• _Extract to read_
One of the strangest things about the anti-Shkreli argument is that it asks us to be shocked that a medical executive is motivated by profit. And one of the strangest things about Shkreli himself is that he doesn’t seem to be motivated by profit—at least, not entirely. Last fall, Derek Lowe, a chemist and blogger affiliated with Science, criticized Shkreli’s plan to raise prices as a “terrible idea,” not least because such an ostentatious plan posed “a serious risk of bringing the entire pricing structure of the industry under much heavier scrutiny and regulation.” He called on the pharmaceutical industry to denounce Shkreli as a means of protecting its own business model; from an economic point of view, Shkreli’s strategy seemed self-defeating. At least one person close to Shkreli seems to have agreed. One of the most revealing documents uncovered by the committee showed an unnamed executive imploring him not to raise the price of Daraprim again, saying that the risk of another media firestorm outweighed the benefit. “Investors just don’t like this stuff,” the e-mail said. Shkreli’s response was coolly noncommittal: “We can wait a few months for sure.”
A truly greedy executive would keep a much lower profile than Shkreli: there would be no headline-grabbing exponential price hikes, just boring but reliable ticks upward; no interviews, no tweeting, and absolutely no hip-hop feuds. A truly greedy executive would stay more or less anonymous. (How many other pharmaceutical C.E.O.s can you name?) But Shkreli seems intent on proving a point about money and medicine, and you don’t have to agree with his assessment in order to appreciate the service he has done us all. By showing what is legal, he has helped us to think about what we might want to change, and what we might need to learn to live with.

• _Exercises to complete_
A - Please edit the Shkreli passage by copying it again between "A truly greedy executive would keep" and "to live with.", inclusive, with "greedy" changed to "ruthless".
B - Name every thing the Shkreli passage says a truly greedy executive would not engage in.

• _Saved data entries_

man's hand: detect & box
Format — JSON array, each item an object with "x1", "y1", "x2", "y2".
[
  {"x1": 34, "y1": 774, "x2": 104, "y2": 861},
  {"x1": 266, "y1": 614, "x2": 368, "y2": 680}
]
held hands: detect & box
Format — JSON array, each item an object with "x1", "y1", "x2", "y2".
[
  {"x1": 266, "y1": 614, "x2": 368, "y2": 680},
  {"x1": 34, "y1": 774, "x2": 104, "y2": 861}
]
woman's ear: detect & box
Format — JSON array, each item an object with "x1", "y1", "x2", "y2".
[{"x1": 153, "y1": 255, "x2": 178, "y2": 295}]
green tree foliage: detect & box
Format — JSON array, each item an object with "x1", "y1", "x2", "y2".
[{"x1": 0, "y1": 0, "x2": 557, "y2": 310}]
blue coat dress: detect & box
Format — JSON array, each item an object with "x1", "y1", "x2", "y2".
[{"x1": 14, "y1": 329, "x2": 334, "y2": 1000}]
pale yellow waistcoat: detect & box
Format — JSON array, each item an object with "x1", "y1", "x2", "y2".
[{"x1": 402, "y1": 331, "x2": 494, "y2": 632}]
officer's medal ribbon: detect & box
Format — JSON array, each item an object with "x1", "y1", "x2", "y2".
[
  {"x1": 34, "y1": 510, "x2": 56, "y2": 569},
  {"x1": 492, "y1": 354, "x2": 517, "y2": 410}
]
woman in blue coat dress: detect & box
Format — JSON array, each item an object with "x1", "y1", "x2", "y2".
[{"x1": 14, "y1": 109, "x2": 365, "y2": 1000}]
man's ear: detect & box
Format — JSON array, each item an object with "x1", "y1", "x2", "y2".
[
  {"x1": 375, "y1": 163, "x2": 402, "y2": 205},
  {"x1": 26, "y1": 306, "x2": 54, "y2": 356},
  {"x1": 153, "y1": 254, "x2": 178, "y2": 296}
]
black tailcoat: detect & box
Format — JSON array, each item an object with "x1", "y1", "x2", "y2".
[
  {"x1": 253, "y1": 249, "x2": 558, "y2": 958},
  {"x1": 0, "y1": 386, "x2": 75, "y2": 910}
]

• _Replies_
A -
A truly ruthless executive would keep a much lower profile than Shkreli: there would be no headline-grabbing exponential price hikes, just boring but reliable ticks upward; no interviews, no tweeting, and absolutely no hip-hop feuds. A truly ruthless executive would stay more or less anonymous. (How many other pharmaceutical C.E.O.s can you name?) But Shkreli seems intent on proving a point about money and medicine, and you don’t have to agree with his assessment in order to appreciate the service he has done us all. By showing what is legal, he has helped us to think about what we might want to change, and what we might need to learn to live with.

B -
- Headline-grabbing exponential price hikes
- Interviews
- Tweeting
- Hip-hop feuds